> Supplied entries:
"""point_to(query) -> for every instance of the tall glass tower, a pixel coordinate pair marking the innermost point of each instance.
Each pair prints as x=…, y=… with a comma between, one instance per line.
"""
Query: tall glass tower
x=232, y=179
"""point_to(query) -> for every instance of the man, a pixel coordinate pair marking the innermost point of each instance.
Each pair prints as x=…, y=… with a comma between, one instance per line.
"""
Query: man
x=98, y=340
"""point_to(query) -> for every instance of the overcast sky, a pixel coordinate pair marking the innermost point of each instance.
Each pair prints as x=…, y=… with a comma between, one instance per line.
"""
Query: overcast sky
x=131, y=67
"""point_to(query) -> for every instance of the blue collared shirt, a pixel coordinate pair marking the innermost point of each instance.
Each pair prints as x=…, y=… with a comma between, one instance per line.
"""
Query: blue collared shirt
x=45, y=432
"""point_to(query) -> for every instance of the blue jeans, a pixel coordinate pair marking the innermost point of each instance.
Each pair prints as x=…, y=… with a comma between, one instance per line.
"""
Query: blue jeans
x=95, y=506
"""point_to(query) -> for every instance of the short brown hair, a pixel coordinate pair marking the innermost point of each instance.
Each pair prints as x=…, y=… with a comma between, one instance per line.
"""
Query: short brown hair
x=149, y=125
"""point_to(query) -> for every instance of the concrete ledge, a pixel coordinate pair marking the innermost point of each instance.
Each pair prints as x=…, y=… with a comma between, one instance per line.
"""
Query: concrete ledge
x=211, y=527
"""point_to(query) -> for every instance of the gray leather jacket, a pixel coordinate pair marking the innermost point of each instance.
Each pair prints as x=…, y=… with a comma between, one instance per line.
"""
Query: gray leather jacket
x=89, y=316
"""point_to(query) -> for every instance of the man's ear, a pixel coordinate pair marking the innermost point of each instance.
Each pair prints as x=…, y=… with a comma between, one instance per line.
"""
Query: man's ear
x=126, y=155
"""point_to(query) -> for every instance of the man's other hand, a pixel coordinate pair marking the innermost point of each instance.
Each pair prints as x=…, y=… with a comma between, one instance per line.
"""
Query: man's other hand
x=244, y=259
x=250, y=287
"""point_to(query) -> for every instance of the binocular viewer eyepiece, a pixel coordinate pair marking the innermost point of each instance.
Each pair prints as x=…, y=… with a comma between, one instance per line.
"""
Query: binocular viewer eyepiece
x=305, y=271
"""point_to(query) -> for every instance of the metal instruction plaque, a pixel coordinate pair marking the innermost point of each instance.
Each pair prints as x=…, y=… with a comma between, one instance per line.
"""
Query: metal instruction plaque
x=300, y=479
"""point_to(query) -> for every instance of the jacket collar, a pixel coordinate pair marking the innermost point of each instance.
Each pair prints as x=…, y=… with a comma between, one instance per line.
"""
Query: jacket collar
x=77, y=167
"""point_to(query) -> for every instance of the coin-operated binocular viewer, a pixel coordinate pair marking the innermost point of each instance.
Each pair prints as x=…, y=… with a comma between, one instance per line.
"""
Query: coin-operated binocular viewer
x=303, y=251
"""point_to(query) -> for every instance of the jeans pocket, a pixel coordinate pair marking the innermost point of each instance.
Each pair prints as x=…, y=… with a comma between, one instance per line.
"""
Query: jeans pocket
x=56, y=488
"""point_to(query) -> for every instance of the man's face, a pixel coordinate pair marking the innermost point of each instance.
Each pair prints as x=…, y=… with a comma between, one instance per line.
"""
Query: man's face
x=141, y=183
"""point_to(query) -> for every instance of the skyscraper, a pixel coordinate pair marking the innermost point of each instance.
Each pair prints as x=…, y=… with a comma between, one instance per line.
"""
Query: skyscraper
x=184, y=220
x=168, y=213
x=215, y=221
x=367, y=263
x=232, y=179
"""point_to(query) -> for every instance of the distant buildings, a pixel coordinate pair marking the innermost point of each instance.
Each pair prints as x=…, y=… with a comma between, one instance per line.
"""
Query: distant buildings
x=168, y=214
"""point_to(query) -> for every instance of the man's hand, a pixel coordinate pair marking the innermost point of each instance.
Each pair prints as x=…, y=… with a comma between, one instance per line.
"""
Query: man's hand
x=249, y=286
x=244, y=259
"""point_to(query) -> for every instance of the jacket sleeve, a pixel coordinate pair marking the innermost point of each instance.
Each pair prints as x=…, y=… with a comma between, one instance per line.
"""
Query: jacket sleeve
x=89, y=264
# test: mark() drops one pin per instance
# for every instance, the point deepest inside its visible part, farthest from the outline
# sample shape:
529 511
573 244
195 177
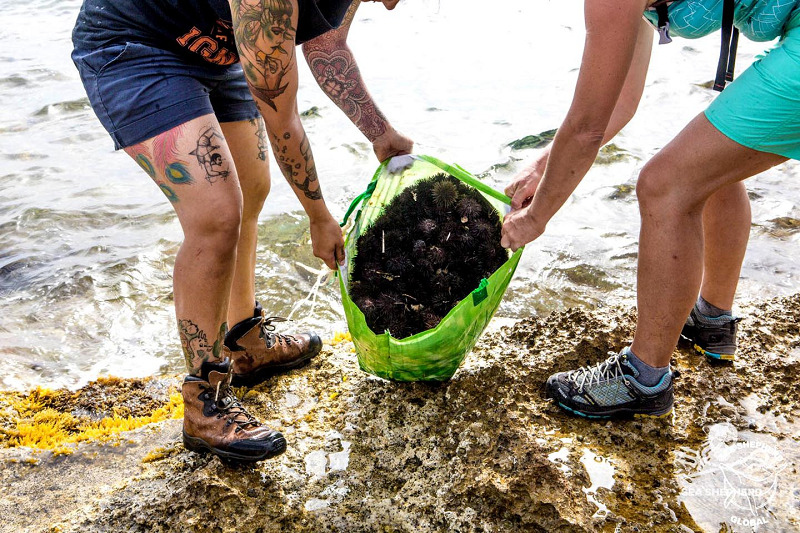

> Aim of the task: Give back only the lines from the one that carries "Query: jacket sleeve" through the final line above, both included. Drop all pictures.

> Answer to this problem:
Query: jacket sleeve
x=89, y=264
# test: mark() drops one pin per instance
# for every instance, the point deepest inside its visible part, farthest from the outline
# sample shape:
529 511
573 244
195 177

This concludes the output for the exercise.